*** Zeilen des Datensatzes

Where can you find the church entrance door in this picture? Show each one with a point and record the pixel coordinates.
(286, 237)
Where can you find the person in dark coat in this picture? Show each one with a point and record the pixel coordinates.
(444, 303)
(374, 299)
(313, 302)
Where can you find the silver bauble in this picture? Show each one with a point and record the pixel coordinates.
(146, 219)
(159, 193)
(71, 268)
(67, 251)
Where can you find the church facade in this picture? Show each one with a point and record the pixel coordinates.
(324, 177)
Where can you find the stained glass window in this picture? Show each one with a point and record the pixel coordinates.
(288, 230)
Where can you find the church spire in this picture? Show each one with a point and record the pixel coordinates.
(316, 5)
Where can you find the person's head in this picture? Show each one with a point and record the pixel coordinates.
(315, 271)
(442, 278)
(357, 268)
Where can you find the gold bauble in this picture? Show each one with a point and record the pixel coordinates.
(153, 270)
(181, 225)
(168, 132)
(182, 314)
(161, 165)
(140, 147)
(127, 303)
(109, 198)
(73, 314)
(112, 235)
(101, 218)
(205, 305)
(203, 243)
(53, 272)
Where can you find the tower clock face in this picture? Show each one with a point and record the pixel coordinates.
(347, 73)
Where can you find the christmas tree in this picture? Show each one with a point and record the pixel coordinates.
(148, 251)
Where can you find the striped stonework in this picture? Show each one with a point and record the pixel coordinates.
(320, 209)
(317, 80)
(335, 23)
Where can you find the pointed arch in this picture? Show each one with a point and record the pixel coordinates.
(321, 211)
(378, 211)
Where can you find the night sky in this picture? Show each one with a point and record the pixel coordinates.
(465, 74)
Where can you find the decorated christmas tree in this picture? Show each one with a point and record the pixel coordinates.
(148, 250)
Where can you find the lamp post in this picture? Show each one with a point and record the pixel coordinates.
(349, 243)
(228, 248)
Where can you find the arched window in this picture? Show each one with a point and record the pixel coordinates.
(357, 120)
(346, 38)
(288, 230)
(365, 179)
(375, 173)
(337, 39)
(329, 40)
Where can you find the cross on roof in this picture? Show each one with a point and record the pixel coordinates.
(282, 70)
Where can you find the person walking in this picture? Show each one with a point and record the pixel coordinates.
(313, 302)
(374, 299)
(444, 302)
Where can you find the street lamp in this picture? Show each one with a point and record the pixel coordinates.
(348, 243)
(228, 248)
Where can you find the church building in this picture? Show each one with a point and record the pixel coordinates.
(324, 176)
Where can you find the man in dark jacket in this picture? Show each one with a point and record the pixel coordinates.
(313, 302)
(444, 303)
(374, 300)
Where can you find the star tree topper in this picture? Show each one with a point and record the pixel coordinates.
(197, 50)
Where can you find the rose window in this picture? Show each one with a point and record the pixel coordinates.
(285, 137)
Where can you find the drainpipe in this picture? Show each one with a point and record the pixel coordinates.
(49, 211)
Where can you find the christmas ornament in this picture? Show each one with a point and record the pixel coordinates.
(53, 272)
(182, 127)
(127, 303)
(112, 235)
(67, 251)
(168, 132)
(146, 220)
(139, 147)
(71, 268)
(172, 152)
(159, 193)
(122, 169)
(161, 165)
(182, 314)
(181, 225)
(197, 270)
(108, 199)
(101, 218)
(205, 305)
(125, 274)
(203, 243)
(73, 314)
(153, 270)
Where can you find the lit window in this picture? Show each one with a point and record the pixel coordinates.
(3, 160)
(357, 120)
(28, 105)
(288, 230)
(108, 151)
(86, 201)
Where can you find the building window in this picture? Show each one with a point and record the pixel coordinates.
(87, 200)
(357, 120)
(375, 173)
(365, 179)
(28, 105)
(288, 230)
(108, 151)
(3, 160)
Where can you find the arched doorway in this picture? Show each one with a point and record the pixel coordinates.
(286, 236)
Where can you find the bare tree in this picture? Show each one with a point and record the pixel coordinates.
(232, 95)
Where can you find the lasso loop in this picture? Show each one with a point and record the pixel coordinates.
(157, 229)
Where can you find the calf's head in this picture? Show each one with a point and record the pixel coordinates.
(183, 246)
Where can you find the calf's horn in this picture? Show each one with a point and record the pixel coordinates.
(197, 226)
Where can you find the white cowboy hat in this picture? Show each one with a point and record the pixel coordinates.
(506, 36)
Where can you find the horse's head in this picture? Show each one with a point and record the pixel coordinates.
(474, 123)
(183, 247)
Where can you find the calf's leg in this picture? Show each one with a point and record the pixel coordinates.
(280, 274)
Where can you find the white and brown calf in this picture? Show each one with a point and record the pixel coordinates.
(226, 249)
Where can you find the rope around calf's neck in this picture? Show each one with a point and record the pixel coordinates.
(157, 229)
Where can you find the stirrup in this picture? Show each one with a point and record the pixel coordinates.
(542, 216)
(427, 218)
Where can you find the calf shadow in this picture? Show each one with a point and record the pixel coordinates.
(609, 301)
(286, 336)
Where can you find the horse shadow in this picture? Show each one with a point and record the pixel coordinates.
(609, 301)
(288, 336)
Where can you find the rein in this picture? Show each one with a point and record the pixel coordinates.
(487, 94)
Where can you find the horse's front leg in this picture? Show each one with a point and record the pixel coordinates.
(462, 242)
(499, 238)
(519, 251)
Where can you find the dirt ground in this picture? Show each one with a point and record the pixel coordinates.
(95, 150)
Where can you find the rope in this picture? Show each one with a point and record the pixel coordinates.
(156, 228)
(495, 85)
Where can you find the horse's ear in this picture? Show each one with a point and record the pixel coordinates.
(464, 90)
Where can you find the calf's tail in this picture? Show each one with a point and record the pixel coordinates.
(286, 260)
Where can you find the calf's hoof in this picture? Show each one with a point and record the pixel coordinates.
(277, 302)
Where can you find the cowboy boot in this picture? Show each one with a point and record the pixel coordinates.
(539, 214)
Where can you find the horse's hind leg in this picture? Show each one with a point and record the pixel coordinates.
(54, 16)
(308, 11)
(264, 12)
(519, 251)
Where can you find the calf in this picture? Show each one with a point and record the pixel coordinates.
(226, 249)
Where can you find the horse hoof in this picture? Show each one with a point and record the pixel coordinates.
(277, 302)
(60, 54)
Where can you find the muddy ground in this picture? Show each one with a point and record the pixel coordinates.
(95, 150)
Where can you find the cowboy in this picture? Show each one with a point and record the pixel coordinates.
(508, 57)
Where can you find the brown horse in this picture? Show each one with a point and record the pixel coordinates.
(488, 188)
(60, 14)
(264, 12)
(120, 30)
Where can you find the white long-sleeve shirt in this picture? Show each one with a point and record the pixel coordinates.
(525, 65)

******

_Kurze Aufgabe_
Geben Sie sämtliche Zeilen oben vollständig und unverändert wieder.

_Schriftliche Antwort_
Where can you find the church entrance door in this picture? Show each one with a point and record the pixel coordinates.
(286, 237)
Where can you find the person in dark coat in this picture? Show each one with a point and record the pixel coordinates.
(444, 303)
(374, 299)
(313, 302)
Where can you find the silver bauble in this picture? Show each one with a point and record the pixel coordinates.
(146, 219)
(159, 193)
(71, 268)
(67, 251)
Where can you find the church facade in this picture? Show each one with a point and record the pixel coordinates.
(324, 177)
Where can you find the stained glass window in this picture? Show each one with a point and record the pixel coordinates.
(288, 230)
Where can you find the church spire in this picture? Show each one with a point and record the pixel coordinates.
(316, 5)
Where can you find the person's head in this picture? Show each one with a point and record the pixel coordinates.
(315, 271)
(442, 278)
(357, 268)
Where can you find the gold bauble in this picture? Show each one with a point and record the pixel coordinates.
(153, 270)
(181, 225)
(168, 132)
(182, 314)
(161, 165)
(140, 147)
(127, 303)
(109, 198)
(73, 314)
(112, 235)
(101, 218)
(205, 305)
(203, 243)
(53, 272)
Where can you find the tower clock face in this picture? Show each one with a point and record the pixel coordinates.
(347, 73)
Where can you find the christmas tree in this picture? Show each one with a point and record the pixel coordinates.
(148, 251)
Where can you find the striped stonework in this picture? Show each one with a point and record the pixel coordinates.
(320, 209)
(317, 80)
(335, 23)
Where can you find the pointed arch in this picture? Show each one with a point and record the pixel coordinates.
(321, 211)
(378, 211)
Where can you find the night sky in this picture? Show each one with a point and record the pixel coordinates.
(465, 74)
Where can you find the decorated christmas tree in this picture? Show each one with a point and record the pixel coordinates.
(148, 250)
Where can you find the lamp post in this picture? Show each one with a point and record the pixel coordinates.
(349, 243)
(228, 248)
Where can you find the arched window in this picture? Show each one with a point and record the pixel coordinates.
(357, 120)
(346, 38)
(288, 230)
(365, 179)
(375, 173)
(337, 39)
(329, 40)
Where can you find the cross on roof in this picture? Show each one with a point and record the pixel coordinates.
(282, 70)
Where can you find the person walking in this picture? Show each one with a point and record the pixel coordinates.
(313, 302)
(374, 299)
(444, 302)
Where can you find the street lamp in this picture? Show each one with a point and record the pixel coordinates.
(348, 243)
(228, 248)
Where can you find the church building in this picture? Show each one with a point and record the pixel coordinates.
(324, 176)
Where can you find the man in dark jacket in this picture? Show each one with a point and record the pixel coordinates.
(313, 302)
(444, 303)
(374, 300)
Where can you find the star tree topper in this picture? Show each one with a point and record the pixel coordinates.
(197, 50)
Where can you find the rose window in this picture? Show each one with a point and record the pixel coordinates.
(285, 137)
Where can you find the drainpipe in this picture? Show each one with a point and record the pixel coordinates.
(49, 211)
Where can you find the christmas ornament in this picture? Show each one with a point and record the pixel coordinates.
(53, 272)
(182, 127)
(127, 303)
(112, 235)
(67, 251)
(168, 132)
(146, 220)
(139, 147)
(71, 268)
(172, 152)
(159, 193)
(122, 169)
(161, 165)
(182, 314)
(181, 225)
(197, 270)
(108, 199)
(101, 218)
(205, 305)
(125, 274)
(203, 243)
(73, 314)
(153, 270)
Where can you find the lit window in this picture? Show each one with a point and record the pixel coordinates.
(3, 160)
(357, 120)
(28, 105)
(288, 230)
(108, 151)
(86, 201)
Where can you find the building window in this picture? Show each one with a point and record the pixel coordinates.
(87, 200)
(357, 120)
(375, 173)
(365, 179)
(28, 105)
(288, 230)
(108, 151)
(3, 160)
Where can you find the arched doorway in this picture? Show each one with a point and record the pixel coordinates.
(286, 236)
Where can you find the bare tree in this picture? Show each one with a point and record the pixel coordinates.
(232, 95)
Where can you find the lasso loop in this picture? Show each one with a point and record the pixel coordinates.
(157, 229)
Where can you find the calf's head in this picture? Show each one with a point and record the pixel coordinates.
(183, 246)
Where can you find the calf's horn in this picture? Show each one with a point and record the pixel coordinates.
(197, 226)
Where can you find the white cowboy hat in this picture? Show each one with a point and record the pixel coordinates.
(506, 36)
Where can you find the horse's head in this picture? Show each one with a point and record the pixel coordinates.
(474, 123)
(183, 247)
Where can you find the calf's leg in this picture? Show each one with a point and record the pixel coordinates.
(280, 274)
Where can you find the white and brown calf in this picture? Show each one with a point and record the pixel coordinates.
(226, 249)
Where can you find the rope around calf's neck in this picture? Show each one with a point and record the pixel coordinates.
(157, 229)
Where can you find the stirrup in this picture? Show each one with a point and record the pixel coordinates.
(542, 216)
(427, 218)
Where can you find the calf shadow in this picture? Show each one with a point and record the pixel coordinates.
(609, 301)
(286, 336)
Where can you find the horse shadow in this picture? Show each one with a point and record the pixel coordinates.
(609, 301)
(288, 336)
Where can you find the rein in this picture? Show each one with a point and record the pixel coordinates.
(487, 94)
Where can you find the horse's front leg in this picture? Show each one with a point and record the pixel coordinates.
(462, 242)
(499, 238)
(519, 251)
Where can you find the dirt ground in this picture? Show each one with a point and record the pixel coordinates.
(95, 150)
Where can you find the rope in this picture? Show each one with a point and record the pixel coordinates.
(156, 228)
(495, 85)
Where can you find the horse's ear in this picture? Show each one with a point and record the pixel coordinates.
(464, 90)
Where can you find the calf's tail in this picture? Show each one with a point and record the pixel coordinates.
(286, 260)
Where can you find the calf's hoof in this picture? Show each one with a point and record the pixel coordinates.
(277, 302)
Where can you find the cowboy boot in this picture? Show each one with a point and record the pixel coordinates.
(539, 214)
Where can you find the horse's hind leg in this picture? Show each one with a point and record the pixel coordinates.
(54, 16)
(308, 11)
(264, 12)
(519, 251)
Where can you find the calf in this picture? Show each one with a point and record the pixel coordinates.
(226, 249)
Where can you find the horse hoof in this picture? Show each one with a point and record the pixel coordinates.
(277, 302)
(60, 54)
Where can you find the muddy ground in this picture? Show each one with a point and record the pixel coordinates.
(95, 150)
Where can you find the cowboy in this picture? Show each one with a point and record the pixel coordinates.
(508, 57)
Where can you find the brown horse in this picture? Show each one with a point and record the pixel coordinates.
(488, 188)
(60, 14)
(264, 12)
(120, 30)
Where can you find the white long-sleeve shirt in this picture? Show each one with a point and record the pixel coordinates.
(525, 65)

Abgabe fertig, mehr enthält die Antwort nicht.